Stored data entries
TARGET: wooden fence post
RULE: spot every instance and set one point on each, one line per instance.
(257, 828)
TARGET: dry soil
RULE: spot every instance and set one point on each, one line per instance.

* [Exercise aim]:
Output the records in full. Match them exactly.

* [Answer to this exercise]:
TARGET: wooden fence post
RULE: spot every instance and set one point on each, one line per instance.
(257, 828)
TARGET: dry soil
RULE: spot every instance and set one point on each, one line per instance.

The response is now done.